*** Opening of Input records ***
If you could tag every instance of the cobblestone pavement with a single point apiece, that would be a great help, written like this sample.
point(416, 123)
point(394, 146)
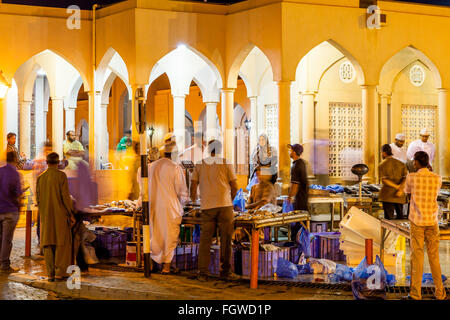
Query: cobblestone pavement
point(30, 283)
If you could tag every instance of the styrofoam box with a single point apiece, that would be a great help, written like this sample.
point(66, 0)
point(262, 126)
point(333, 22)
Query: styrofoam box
point(356, 226)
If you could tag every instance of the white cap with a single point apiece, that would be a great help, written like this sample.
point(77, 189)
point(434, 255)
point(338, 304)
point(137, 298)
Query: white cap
point(424, 132)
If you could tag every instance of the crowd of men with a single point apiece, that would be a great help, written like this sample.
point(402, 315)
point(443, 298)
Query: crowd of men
point(214, 185)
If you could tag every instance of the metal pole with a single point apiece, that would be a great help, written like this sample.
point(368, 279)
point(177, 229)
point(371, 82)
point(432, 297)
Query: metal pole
point(141, 126)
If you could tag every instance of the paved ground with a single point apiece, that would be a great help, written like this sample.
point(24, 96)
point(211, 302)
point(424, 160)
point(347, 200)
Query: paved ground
point(30, 283)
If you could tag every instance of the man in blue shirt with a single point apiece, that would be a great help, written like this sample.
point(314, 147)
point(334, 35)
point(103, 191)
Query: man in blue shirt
point(10, 191)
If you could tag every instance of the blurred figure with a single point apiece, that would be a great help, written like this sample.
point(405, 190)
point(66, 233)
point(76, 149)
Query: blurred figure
point(73, 150)
point(195, 152)
point(56, 211)
point(264, 191)
point(11, 147)
point(392, 174)
point(421, 144)
point(298, 192)
point(263, 155)
point(348, 157)
point(167, 195)
point(10, 191)
point(39, 166)
point(125, 143)
point(424, 187)
point(398, 148)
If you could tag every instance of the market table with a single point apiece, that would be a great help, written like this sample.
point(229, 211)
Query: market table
point(255, 225)
point(388, 226)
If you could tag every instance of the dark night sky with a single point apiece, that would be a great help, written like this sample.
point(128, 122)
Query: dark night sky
point(87, 4)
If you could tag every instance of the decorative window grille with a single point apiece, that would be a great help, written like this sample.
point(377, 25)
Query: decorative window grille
point(271, 123)
point(417, 75)
point(346, 72)
point(417, 117)
point(346, 138)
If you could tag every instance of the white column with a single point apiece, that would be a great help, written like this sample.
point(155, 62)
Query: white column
point(308, 126)
point(70, 118)
point(104, 136)
point(255, 125)
point(211, 121)
point(40, 114)
point(227, 124)
point(25, 127)
point(370, 126)
point(179, 125)
point(384, 119)
point(58, 125)
point(443, 149)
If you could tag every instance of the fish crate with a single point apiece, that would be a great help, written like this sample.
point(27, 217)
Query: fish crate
point(267, 262)
point(325, 245)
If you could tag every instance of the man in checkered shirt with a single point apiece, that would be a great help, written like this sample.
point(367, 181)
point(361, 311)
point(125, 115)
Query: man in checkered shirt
point(424, 186)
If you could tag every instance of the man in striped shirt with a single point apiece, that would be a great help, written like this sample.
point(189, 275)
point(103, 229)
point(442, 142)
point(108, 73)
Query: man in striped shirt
point(424, 186)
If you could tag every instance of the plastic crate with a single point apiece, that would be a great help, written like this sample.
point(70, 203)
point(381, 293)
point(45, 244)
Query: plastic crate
point(267, 262)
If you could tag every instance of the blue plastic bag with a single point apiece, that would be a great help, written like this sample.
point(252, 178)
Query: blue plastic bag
point(252, 182)
point(286, 269)
point(304, 242)
point(369, 281)
point(287, 206)
point(304, 269)
point(428, 278)
point(239, 200)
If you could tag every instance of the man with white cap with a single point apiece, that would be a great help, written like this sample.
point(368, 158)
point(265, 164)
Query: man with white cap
point(422, 144)
point(398, 148)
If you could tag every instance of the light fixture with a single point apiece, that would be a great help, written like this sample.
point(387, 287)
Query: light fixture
point(151, 131)
point(4, 85)
point(248, 124)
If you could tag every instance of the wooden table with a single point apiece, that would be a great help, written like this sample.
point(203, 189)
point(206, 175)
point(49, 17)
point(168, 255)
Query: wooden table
point(255, 225)
point(330, 200)
point(388, 226)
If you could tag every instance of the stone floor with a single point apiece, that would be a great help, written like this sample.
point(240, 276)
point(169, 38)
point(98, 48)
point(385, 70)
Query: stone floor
point(30, 283)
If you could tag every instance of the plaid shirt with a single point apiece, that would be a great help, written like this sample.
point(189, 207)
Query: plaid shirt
point(423, 186)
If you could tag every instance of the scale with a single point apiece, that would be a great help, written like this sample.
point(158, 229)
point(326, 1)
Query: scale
point(188, 167)
point(360, 170)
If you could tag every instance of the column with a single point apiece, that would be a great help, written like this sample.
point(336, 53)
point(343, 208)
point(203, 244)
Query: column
point(371, 154)
point(3, 133)
point(284, 103)
point(25, 127)
point(254, 119)
point(308, 125)
point(385, 129)
point(70, 118)
point(443, 143)
point(228, 123)
point(179, 122)
point(211, 121)
point(58, 125)
point(103, 132)
point(40, 114)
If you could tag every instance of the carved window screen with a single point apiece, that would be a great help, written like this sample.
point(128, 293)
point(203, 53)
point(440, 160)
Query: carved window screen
point(271, 123)
point(345, 133)
point(417, 117)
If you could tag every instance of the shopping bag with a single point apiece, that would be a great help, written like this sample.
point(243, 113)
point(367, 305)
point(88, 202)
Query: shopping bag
point(369, 281)
point(239, 200)
point(304, 242)
point(286, 269)
point(252, 182)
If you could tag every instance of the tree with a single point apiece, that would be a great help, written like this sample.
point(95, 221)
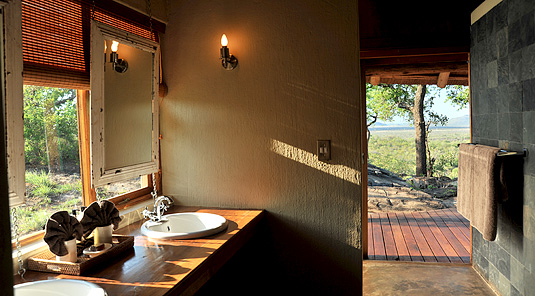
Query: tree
point(50, 126)
point(385, 102)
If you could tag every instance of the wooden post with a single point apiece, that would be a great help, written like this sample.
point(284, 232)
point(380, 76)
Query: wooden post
point(443, 79)
point(84, 139)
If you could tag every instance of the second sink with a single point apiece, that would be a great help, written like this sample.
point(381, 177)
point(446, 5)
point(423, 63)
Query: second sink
point(185, 226)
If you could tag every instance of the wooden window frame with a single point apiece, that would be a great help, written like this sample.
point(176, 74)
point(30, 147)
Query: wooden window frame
point(122, 201)
point(14, 88)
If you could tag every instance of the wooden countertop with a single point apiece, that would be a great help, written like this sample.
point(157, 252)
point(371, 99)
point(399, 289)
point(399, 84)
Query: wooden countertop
point(173, 267)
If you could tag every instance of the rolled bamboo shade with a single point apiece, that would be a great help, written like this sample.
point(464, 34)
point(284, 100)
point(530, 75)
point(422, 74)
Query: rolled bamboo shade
point(56, 40)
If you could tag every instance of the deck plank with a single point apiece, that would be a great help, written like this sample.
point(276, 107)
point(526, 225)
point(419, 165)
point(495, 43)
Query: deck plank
point(371, 249)
point(459, 242)
point(388, 236)
point(423, 246)
point(378, 241)
point(399, 239)
point(453, 248)
point(412, 246)
point(459, 221)
point(434, 244)
point(434, 236)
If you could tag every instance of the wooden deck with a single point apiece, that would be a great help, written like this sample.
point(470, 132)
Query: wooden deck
point(435, 236)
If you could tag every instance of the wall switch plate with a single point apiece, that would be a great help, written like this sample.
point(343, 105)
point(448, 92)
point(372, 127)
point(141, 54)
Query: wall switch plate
point(324, 150)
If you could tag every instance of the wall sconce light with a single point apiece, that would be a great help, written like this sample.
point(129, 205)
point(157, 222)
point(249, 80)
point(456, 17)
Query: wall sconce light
point(119, 65)
point(228, 61)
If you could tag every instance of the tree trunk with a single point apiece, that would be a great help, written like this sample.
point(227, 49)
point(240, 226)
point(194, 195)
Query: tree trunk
point(419, 126)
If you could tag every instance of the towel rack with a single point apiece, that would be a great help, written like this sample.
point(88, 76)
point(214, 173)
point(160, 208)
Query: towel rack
point(504, 152)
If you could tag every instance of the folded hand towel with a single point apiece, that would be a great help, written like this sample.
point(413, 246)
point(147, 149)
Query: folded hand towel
point(100, 213)
point(61, 227)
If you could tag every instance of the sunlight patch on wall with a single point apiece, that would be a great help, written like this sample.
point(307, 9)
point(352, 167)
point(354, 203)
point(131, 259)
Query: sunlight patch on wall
point(311, 160)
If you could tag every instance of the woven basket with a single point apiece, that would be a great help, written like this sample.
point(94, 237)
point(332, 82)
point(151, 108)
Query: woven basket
point(46, 260)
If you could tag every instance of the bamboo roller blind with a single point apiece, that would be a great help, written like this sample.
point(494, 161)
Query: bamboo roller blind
point(56, 40)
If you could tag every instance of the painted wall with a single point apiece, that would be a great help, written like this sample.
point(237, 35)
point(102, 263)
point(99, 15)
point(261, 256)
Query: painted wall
point(246, 138)
point(502, 73)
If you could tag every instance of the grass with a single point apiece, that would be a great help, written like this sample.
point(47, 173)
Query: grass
point(44, 197)
point(394, 150)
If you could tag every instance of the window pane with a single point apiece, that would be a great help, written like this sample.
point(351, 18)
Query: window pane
point(117, 188)
point(52, 156)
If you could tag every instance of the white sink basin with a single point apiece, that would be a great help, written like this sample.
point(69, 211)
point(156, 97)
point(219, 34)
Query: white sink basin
point(184, 226)
point(58, 288)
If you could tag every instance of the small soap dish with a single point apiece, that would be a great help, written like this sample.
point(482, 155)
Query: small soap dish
point(46, 261)
point(94, 251)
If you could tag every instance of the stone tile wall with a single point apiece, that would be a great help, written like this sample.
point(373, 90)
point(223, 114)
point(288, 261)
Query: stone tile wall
point(502, 70)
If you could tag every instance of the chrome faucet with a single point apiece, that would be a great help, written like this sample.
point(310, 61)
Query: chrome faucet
point(159, 208)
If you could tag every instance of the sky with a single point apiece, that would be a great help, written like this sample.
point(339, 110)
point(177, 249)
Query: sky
point(440, 107)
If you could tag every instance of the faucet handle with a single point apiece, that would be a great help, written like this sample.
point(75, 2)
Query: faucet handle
point(147, 214)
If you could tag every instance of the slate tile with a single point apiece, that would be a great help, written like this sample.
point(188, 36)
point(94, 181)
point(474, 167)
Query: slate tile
point(503, 71)
point(504, 263)
point(516, 41)
point(517, 274)
point(515, 97)
point(515, 292)
point(516, 127)
point(515, 66)
point(528, 95)
point(528, 62)
point(502, 42)
point(504, 126)
point(528, 126)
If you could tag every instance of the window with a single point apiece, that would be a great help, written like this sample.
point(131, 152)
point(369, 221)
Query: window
point(55, 134)
point(52, 157)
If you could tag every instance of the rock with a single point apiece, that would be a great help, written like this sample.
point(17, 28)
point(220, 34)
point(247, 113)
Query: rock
point(387, 192)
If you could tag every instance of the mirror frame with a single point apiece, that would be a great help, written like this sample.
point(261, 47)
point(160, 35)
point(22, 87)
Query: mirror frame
point(100, 176)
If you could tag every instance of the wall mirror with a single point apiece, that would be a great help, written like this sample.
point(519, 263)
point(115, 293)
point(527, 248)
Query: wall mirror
point(124, 105)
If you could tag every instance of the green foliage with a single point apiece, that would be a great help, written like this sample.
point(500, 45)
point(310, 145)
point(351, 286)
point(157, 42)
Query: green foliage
point(394, 151)
point(458, 95)
point(386, 101)
point(46, 196)
point(53, 108)
point(41, 185)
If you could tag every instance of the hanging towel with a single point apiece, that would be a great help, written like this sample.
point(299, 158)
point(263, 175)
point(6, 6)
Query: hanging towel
point(479, 187)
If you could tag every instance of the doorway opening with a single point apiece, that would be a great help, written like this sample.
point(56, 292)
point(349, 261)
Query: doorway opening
point(413, 134)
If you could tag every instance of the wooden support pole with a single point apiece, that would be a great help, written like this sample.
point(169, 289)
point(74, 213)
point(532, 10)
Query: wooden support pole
point(82, 97)
point(375, 79)
point(443, 79)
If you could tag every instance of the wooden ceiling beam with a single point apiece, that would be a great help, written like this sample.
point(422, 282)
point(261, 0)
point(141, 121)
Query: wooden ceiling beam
point(416, 69)
point(443, 79)
point(375, 79)
point(446, 58)
point(370, 53)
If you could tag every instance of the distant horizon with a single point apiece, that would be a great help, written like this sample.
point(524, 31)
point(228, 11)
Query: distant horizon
point(440, 106)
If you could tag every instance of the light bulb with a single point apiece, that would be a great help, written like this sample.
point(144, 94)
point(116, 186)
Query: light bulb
point(114, 46)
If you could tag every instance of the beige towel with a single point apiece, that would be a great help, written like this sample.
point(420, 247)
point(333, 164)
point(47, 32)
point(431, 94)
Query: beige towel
point(479, 187)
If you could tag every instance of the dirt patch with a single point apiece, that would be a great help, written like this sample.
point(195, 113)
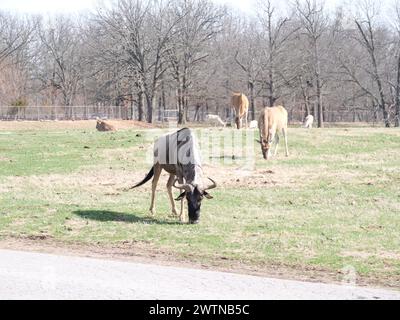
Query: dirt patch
point(378, 255)
point(143, 252)
point(255, 178)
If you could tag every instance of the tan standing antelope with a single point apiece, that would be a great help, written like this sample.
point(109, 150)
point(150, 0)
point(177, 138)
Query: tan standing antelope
point(272, 121)
point(241, 105)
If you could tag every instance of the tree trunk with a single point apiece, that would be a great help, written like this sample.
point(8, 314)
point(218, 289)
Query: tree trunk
point(181, 115)
point(141, 106)
point(252, 106)
point(397, 101)
point(151, 102)
point(318, 84)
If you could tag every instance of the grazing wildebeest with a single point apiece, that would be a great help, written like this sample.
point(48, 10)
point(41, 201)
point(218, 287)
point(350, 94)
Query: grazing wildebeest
point(101, 125)
point(308, 121)
point(178, 154)
point(271, 122)
point(241, 105)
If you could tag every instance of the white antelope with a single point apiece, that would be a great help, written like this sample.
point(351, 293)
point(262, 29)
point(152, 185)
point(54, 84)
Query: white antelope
point(241, 105)
point(308, 121)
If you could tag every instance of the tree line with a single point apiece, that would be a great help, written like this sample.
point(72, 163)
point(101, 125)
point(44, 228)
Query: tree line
point(153, 55)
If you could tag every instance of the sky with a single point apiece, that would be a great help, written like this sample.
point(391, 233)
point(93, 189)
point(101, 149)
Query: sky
point(58, 6)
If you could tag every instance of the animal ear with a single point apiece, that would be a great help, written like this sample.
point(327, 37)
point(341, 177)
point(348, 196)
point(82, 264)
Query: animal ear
point(180, 197)
point(207, 195)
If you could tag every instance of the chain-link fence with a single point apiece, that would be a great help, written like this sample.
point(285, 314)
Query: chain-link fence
point(123, 112)
point(64, 112)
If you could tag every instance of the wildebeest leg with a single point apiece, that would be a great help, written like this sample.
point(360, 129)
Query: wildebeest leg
point(276, 144)
point(284, 133)
point(157, 172)
point(169, 189)
point(181, 214)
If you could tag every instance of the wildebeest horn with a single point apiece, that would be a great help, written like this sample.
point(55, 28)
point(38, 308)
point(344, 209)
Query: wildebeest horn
point(181, 186)
point(211, 186)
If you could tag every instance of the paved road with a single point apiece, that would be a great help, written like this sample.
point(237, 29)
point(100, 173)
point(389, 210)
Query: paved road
point(29, 275)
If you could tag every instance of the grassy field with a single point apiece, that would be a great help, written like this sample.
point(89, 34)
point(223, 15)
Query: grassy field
point(333, 203)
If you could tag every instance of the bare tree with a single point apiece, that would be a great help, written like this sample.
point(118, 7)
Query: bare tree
point(60, 58)
point(199, 22)
point(314, 22)
point(366, 29)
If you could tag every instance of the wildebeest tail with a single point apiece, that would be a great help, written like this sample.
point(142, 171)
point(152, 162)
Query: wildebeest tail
point(146, 178)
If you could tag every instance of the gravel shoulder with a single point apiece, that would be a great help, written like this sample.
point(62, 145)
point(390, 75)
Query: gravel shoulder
point(32, 275)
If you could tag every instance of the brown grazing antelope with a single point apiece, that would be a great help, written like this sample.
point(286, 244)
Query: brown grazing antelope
point(178, 154)
point(101, 125)
point(271, 122)
point(241, 105)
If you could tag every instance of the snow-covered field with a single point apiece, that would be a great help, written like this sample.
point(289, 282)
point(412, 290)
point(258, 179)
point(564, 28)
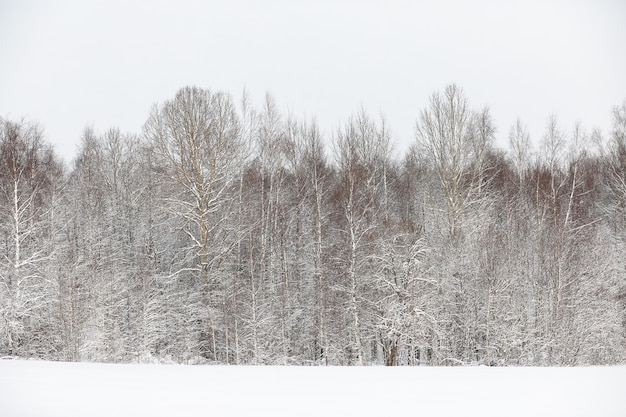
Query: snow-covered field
*** Close of Input records ***
*What the task requires*. Could you write out, exactly as they stand, only the lines above that begin at the line with "point(22, 87)" and stop after the line with "point(157, 42)"?

*Output of the exercise*.
point(22, 87)
Query: mirror frame
point(100, 176)
If you could tag every instance of the wall mirror with a single point apiece, that would be a great help, written like this sample.
point(519, 263)
point(115, 293)
point(527, 248)
Query: wall mirror
point(124, 105)
If you could tag every instance of the green foliage with a single point apiece, that would be a great help, written like this sample.
point(500, 45)
point(310, 145)
point(351, 286)
point(157, 42)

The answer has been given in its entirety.